** begin Passage given **

Avoid Unknown UNION Branch and send avro data using Kafka avro console producer

Abhishek Giri
DataPebbles
Published in
5 min readApr 10, 2024

In this blog, we will talk about schema registry using Avro schema and how we can produce Avro data using console producer and solve the common issue we face while doing this which is “Unknown Union Branch”.

What is the Unknown Union branch?

In Apache Avro, the “unknown union” branch refers to a specific type of schema that can be used in Avro schemas. Avro supports complex data types, including unions, which allow you to define a field that can contain values of multiple different types. In a typical Avro schema, a union is defined by specifying multiple types within square brackets, like [“null”,”Int”].

This defines a union that can contain either a null value or a string value. However, sometimes it’s necessary to handle data where the actual type may not match any of the specified types in the union. In such cases, Avro provides a mechanism to include an “unknown” branch within the union. This allows data that doesn’t match any specified type to still be handled gracefully.

Messages being written to and consumed from a topic are being sent as byte arrays. By applying a schema it ensures that the message written to a topic by a producer can be read and understood by a consumer of the topic.

** end Passage given **
** begin Information provided **

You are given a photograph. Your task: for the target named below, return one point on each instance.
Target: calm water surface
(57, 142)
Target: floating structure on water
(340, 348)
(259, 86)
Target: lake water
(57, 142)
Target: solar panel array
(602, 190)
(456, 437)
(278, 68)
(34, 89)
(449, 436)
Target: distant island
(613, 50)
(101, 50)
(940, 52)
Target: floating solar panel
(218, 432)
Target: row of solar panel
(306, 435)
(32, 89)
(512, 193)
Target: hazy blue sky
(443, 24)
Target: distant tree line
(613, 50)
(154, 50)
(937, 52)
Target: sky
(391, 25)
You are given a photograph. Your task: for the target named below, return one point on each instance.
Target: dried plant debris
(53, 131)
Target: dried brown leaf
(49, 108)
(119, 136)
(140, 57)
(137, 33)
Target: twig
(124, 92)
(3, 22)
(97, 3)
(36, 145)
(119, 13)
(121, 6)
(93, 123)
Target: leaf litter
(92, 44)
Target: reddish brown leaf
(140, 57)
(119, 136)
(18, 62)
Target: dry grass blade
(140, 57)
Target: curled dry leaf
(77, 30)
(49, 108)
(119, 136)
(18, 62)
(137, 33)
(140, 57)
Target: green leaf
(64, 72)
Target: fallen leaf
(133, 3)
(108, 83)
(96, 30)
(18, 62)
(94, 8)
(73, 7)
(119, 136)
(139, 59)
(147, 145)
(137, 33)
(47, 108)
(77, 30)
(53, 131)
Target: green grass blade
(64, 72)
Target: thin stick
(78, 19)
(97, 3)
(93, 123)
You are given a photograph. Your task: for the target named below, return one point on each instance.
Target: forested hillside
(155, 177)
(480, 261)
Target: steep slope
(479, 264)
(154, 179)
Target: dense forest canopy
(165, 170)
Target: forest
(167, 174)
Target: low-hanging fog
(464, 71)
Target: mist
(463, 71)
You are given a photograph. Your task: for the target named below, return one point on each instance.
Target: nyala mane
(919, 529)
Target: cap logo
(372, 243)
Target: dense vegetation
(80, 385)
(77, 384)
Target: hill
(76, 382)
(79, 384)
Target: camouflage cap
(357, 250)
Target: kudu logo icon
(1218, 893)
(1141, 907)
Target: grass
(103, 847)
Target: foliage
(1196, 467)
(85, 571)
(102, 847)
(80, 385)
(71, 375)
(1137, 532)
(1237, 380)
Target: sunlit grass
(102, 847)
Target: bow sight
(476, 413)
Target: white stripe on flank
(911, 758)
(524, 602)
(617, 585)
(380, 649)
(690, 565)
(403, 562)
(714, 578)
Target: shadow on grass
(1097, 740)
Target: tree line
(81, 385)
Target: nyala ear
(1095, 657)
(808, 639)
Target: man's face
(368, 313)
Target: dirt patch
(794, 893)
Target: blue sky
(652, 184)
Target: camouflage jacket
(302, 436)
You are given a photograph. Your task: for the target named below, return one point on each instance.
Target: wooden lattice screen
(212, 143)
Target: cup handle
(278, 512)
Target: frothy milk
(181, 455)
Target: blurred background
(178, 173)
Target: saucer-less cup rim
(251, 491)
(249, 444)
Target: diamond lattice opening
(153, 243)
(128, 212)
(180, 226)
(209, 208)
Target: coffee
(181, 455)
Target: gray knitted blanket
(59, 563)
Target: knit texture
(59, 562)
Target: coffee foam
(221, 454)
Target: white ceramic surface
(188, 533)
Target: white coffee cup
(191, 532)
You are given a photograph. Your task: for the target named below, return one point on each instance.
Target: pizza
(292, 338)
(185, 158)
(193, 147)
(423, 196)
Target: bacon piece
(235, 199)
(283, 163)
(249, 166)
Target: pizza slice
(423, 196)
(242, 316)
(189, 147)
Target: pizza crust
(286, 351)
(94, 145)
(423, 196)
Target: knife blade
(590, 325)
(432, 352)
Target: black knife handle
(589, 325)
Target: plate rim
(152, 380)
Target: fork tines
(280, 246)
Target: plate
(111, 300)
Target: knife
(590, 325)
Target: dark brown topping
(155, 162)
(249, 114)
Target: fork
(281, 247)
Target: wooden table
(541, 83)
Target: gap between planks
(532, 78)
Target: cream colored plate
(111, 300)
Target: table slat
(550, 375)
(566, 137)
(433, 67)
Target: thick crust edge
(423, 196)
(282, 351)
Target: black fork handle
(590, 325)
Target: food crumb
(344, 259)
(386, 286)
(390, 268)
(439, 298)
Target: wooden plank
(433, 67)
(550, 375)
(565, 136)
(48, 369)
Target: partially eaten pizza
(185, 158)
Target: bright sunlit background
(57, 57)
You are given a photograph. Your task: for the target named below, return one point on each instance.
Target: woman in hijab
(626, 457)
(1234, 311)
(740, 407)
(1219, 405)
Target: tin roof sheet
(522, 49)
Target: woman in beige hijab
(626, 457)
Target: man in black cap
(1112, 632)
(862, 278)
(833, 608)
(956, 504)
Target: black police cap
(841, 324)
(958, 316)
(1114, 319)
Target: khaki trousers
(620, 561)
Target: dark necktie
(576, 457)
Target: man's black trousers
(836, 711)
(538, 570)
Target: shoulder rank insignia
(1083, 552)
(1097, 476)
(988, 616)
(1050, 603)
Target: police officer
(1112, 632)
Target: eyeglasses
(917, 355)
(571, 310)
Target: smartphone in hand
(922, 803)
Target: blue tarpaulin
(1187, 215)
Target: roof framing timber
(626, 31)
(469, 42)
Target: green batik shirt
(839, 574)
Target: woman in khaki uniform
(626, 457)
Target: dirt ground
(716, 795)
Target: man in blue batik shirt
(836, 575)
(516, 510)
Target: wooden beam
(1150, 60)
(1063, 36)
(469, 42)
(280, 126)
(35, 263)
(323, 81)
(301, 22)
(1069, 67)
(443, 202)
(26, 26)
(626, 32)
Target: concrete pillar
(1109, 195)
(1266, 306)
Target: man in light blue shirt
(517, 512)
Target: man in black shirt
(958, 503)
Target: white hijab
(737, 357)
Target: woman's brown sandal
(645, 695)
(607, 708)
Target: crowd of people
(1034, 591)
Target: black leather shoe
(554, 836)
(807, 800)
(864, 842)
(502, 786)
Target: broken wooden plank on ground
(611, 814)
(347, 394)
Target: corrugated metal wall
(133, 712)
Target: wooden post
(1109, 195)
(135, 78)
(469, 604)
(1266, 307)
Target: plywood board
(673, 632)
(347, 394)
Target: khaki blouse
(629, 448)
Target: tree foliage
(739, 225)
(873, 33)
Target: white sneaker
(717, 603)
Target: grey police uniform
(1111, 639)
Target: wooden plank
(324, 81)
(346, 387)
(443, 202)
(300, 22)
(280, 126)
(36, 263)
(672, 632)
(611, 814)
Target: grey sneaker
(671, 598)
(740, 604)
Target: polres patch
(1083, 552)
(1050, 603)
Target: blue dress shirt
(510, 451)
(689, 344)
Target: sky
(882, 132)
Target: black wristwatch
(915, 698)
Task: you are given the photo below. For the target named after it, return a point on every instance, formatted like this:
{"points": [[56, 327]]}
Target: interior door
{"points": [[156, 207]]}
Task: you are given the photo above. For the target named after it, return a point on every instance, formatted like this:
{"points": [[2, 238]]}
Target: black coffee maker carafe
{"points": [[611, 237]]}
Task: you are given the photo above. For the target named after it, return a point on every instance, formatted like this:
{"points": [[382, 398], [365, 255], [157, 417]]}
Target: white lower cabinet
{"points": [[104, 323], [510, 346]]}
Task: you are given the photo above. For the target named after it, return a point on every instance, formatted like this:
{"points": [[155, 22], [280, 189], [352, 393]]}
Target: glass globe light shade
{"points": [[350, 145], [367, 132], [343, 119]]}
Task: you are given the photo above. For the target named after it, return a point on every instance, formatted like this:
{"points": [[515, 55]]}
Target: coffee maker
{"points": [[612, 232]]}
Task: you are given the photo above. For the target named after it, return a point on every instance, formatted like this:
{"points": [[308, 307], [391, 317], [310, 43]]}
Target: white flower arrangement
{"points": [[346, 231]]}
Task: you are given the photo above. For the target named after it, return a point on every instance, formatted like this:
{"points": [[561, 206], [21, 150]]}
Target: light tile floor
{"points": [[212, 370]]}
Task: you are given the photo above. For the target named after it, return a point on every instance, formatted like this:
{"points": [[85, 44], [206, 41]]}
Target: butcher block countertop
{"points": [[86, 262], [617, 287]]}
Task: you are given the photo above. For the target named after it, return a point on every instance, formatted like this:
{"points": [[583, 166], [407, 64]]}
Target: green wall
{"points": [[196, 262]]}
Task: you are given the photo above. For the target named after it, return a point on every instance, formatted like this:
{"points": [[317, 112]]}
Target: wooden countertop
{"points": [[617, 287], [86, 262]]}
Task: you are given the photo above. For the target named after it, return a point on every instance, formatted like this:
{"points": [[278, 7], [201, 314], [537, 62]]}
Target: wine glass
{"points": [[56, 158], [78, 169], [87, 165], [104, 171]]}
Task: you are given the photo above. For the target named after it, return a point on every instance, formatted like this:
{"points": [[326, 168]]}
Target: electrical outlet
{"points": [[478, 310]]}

** end Information provided **

Work to complete:
1. Using the Avro blog post, decide whether each statement agrees with it. Answer yes or no for each and quote the words that decide it. (a) Messages written to and consumed from a topic are sent as byte arrays. (b) Avro supports only simple data types. (c) A union is defined by listing multiple types within curly braces.
2. In the Avro blog post, what does applying a schema ensure?
3. Write the next part of the Avro blog post, picking up after its last sentence.

Answers to the exercises:
1.
(a) Yes: "Messages being written to and consumed from a topic are being sent as byte arrays."
(b) No: "Avro supports complex data types, including unions"
(c) No: "a union is defined by specifying multiple types within square brackets"

2. It ensures that the message a producer writes to a topic can be read and understood by a consumer of the topic.

3.
Due to the decoupled nature of Kafka, producers and consumers do not communicate with each other directly, but rather information transfer via Kafka topic. At the same time, the consumer still needs to know the type of data the producer is sending to deserialize it. If the producer starts sending bad data to Kafka or if the data type of your data gets violated then your downstream consumers will start breaking. We need a way to have a common data type that must be agreed upon.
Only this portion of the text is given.